(Data records)
○ ○ ○
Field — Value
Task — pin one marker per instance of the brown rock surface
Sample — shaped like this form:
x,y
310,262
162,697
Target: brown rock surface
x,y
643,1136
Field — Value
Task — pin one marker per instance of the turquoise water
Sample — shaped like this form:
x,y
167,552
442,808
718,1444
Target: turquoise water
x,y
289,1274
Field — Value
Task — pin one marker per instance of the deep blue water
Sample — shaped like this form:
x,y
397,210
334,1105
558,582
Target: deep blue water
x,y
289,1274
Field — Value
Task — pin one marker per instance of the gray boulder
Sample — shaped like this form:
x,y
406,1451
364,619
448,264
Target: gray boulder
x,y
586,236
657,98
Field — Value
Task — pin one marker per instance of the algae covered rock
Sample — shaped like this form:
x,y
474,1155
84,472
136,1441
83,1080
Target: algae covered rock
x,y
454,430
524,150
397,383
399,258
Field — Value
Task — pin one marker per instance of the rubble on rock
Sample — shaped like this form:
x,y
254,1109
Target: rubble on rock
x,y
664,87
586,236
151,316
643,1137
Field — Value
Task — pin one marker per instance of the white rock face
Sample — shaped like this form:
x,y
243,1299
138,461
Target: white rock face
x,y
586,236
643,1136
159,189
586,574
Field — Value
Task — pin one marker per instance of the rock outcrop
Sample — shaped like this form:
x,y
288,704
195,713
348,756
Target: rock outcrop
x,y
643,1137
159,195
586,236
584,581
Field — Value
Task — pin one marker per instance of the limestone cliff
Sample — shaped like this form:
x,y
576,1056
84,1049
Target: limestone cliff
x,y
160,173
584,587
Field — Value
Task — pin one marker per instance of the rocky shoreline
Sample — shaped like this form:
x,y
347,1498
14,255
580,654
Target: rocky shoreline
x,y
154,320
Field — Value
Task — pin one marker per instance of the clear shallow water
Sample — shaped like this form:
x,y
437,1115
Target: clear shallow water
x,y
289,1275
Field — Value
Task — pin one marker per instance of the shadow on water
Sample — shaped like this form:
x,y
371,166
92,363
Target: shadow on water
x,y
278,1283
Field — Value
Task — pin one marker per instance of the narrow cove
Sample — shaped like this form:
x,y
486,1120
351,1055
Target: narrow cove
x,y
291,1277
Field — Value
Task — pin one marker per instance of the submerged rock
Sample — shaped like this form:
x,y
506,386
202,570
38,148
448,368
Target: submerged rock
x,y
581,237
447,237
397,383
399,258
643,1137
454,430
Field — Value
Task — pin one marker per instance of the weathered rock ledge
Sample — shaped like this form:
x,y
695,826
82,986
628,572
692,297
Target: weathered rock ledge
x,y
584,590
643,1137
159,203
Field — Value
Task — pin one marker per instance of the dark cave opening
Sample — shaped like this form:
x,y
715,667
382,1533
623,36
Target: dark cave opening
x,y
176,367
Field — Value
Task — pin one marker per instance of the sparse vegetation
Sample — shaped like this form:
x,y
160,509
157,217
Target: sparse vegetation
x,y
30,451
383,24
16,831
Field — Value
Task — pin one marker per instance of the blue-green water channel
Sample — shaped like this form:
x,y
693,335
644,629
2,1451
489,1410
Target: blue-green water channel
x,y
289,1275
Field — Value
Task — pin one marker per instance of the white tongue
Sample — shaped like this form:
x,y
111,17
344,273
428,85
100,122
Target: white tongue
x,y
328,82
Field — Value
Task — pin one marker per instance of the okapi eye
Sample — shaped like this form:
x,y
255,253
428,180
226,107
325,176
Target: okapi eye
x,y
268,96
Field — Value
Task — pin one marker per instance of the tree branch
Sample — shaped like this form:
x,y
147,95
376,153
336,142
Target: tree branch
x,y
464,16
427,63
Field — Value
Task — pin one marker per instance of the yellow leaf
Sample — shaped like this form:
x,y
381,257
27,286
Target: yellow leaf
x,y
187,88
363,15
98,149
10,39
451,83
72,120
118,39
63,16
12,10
○ ○ ○
Exercise goal.
Retype the records in their entirety, matching each one exactly.

Reply to the exercise.
Field — Value
Task — pin one marker per instance of the brown rock surface
Sample — shaped like this form:
x,y
310,262
162,697
Target: brown rock surface
x,y
643,1136
Field — Value
Task — pin one marker per instance of the turquoise water
Sample — shaped like this form:
x,y
167,552
442,808
718,1444
Target: turquoise water
x,y
289,1274
Field — Value
Task — pin one marker per instance of the deep blue water
Sample — shaped like this form:
x,y
397,210
334,1105
558,582
Target: deep blue water
x,y
289,1274
Field — Value
Task — pin one marker per instance of the gray boulder
Sample — shaped like this form:
x,y
406,1451
364,619
448,264
Target: gray boulder
x,y
586,236
657,98
Field — Value
Task — pin one marker per instance of the algae covered rock
Sample — shaped like this form:
x,y
474,1155
84,472
136,1441
83,1080
Target: algae covered rock
x,y
454,430
524,150
397,383
399,258
Field — Value
Task — pin one marker per instance of the rubble on rock
Sample — shaped like this form:
x,y
254,1109
Target: rubble on rock
x,y
664,87
586,236
151,316
643,1137
Field — Value
Task — pin one marker per instance of the white rock face
Sample — shaped like this form:
x,y
243,1299
138,461
Target: white rock face
x,y
586,236
643,1136
159,189
586,574
Field — Value
Task — pin one marker per instance of the rock outcrop
Sample — shaped like this form:
x,y
288,704
195,713
348,756
Target: rock outcrop
x,y
643,1137
159,195
586,236
584,581
Field — Value
Task — pin one marker per instance of the limestone cliff
Sample — shaped like this form:
x,y
576,1056
84,1049
Target: limestone cliff
x,y
160,173
584,587
Field — Value
Task — pin one marker per instance of the rocky shoreline
Sample — shaped like this form:
x,y
347,1498
14,255
580,654
Target: rocky shoreline
x,y
154,320
Field — Value
Task — pin one marker per instance of the clear shallow water
Sample — shaped like this form:
x,y
437,1115
Target: clear shallow water
x,y
289,1275
Field — Value
Task — pin one marker per instance of the shadow on water
Sample — shaped like this form:
x,y
371,166
92,363
Target: shadow on water
x,y
278,1283
Field — Value
Task — pin one marker per instance of the narrow cove
Sample — shaped like this form:
x,y
486,1120
351,1055
Target: narrow cove
x,y
291,1277
Field — Value
Task — pin one marker per instance of the submerged rock
Sample — shaped like this form:
x,y
506,386
202,570
38,148
448,368
Target: submerged rock
x,y
581,237
447,237
397,383
399,258
643,1137
454,430
Field — Value
Task — pin one marker per instance of the weathered rock ledge
Sample — shaped like this form:
x,y
695,826
82,986
628,572
692,297
Target: weathered rock ledge
x,y
584,590
643,1137
159,203
Field — Value
Task — pin one marker per instance of the dark cave opening
Sample — shaped like this form:
x,y
715,667
382,1533
623,36
Target: dark cave opening
x,y
176,367
Field — Value
Task — pin one marker per instance of the sparse vegetation
Sample — shaped like this form:
x,y
160,509
157,217
Target: sparse vegetation
x,y
30,451
383,24
16,831
Field — Value
Task — pin one marker per instance of the blue-green water channel
Sample — shaped like this form:
x,y
693,335
644,629
2,1451
489,1410
Target: blue-green water channel
x,y
289,1275
Field — Value
Task — pin one marker per instance of the white tongue
Sample — shaped like this form:
x,y
111,17
344,273
428,85
100,122
Target: white tongue
x,y
328,82
Field — Value
Task — pin one marker per instance of the okapi eye
Sample — shaped like this form:
x,y
255,253
428,180
226,107
325,176
Target: okapi eye
x,y
268,96
Field — Value
Task — pin one marker per instance of the tree branch
Sample — shaped like this form:
x,y
147,95
376,153
336,142
Target: tree branch
x,y
464,16
427,63
Field — Value
Task — pin one marker per instance of the yellow leaf
Sample — shaped like this form:
x,y
381,257
27,286
Target: yellow leaf
x,y
187,88
363,15
98,149
10,39
451,83
72,120
118,39
63,16
12,10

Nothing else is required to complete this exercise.